=== What needs to be done ===
The response should contain all of the records, copied exactly, and none of the images.

=== Data ===
.....
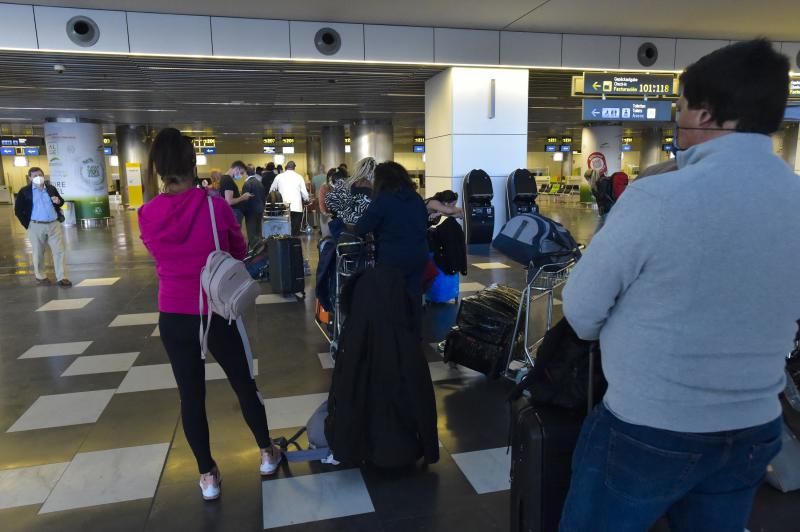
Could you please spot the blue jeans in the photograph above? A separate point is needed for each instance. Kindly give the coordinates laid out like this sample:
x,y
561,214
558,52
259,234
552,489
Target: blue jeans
x,y
626,477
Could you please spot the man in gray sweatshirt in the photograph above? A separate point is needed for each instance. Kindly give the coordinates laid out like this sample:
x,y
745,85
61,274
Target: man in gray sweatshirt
x,y
693,289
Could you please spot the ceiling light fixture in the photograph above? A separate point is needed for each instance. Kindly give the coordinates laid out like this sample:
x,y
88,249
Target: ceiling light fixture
x,y
199,69
87,89
44,109
304,104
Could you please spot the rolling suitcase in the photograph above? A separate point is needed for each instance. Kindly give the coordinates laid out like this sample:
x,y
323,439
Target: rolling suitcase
x,y
565,387
542,443
286,272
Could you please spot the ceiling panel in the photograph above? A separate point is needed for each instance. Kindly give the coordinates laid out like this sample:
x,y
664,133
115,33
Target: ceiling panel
x,y
240,100
709,19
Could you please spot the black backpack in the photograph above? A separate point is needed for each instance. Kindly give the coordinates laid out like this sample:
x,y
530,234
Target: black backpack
x,y
564,373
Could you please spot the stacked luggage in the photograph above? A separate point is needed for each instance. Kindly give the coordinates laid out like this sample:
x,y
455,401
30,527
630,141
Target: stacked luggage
x,y
484,329
286,268
564,385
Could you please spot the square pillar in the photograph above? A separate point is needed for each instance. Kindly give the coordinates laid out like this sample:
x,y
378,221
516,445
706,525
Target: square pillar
x,y
476,118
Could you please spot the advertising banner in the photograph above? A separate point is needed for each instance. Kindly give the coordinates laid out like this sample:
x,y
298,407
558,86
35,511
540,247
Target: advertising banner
x,y
77,166
135,191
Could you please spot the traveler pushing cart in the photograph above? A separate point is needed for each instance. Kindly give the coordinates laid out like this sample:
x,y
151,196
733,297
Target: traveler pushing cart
x,y
535,314
353,254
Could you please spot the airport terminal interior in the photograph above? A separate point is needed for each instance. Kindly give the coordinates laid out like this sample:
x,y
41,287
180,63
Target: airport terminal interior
.....
=== Task result ===
Could you please spot the blue jeans in the photograph above? A separate point is needed for each instance. Kindly give the coordinates laid out like this sample:
x,y
561,214
558,52
259,234
552,489
Target: blue jeans
x,y
626,477
Could you please spot the man in gray sweatshirt in the photograph above? A separate point is needed for each instance. Kindly give the coordinates laid out like this sample:
x,y
745,85
61,274
Target: man in gray sweatshirt
x,y
693,289
Could you please spot the ceiling light fixture in the photograph above? A separate point is needed for each instance. Kindly give the coordinates laid out like this sample:
x,y
88,249
Target: ceiling light fixture
x,y
199,69
87,89
44,109
304,104
Could you please spot the rolling suitcase in the photograph above? A separate point is needed for each instance. Kindly give the coordinates laid out like this sample:
x,y
323,439
Target: rolling suitcase
x,y
565,387
542,443
286,272
Could you please spot the ceiling panel in the photograph above? A separate point is needed for each instance. Kindly give the coordinates laid out like this sample:
x,y
664,133
115,33
Target: ceiling panel
x,y
240,100
709,19
Could you please spot the black backpack in the photograph above? A separate point is needed for each instance. Kindly give the coordinates laid out like this sample:
x,y
530,234
Target: black backpack
x,y
564,373
Could you please spot the stacked luggage in the photograph above? A separate point is needed for each instance. Kindly give the coordinates laid out like this sample:
x,y
455,401
30,527
630,141
Target: stacked luggage
x,y
484,329
286,268
564,385
Could you please spot the square pillar in the photograph above? A separate point is needed for each instance. Kindly give the coordinates laid out like this sample:
x,y
378,221
516,445
706,525
Target: square pillar
x,y
476,118
Could you please spot the advertising banner in the photograph above? A separate point is needed for each instance. Kindly give the coordinates laid out like this sample:
x,y
298,407
558,86
35,511
540,247
Target: advertising banner
x,y
77,166
135,191
Could you please spot the traveler pushing cart in the photograph above? A separate point is needed for each instance. Kindly give the coordinates laid out like this sample:
x,y
151,196
733,297
Target: traveler pushing cart
x,y
535,314
353,254
Could you please spot the airport terminal interior in the photograph above? A separate point is needed for each instance. Kindly give the coordinates laid out like this sample:
x,y
41,287
180,63
Target: airport terminal interior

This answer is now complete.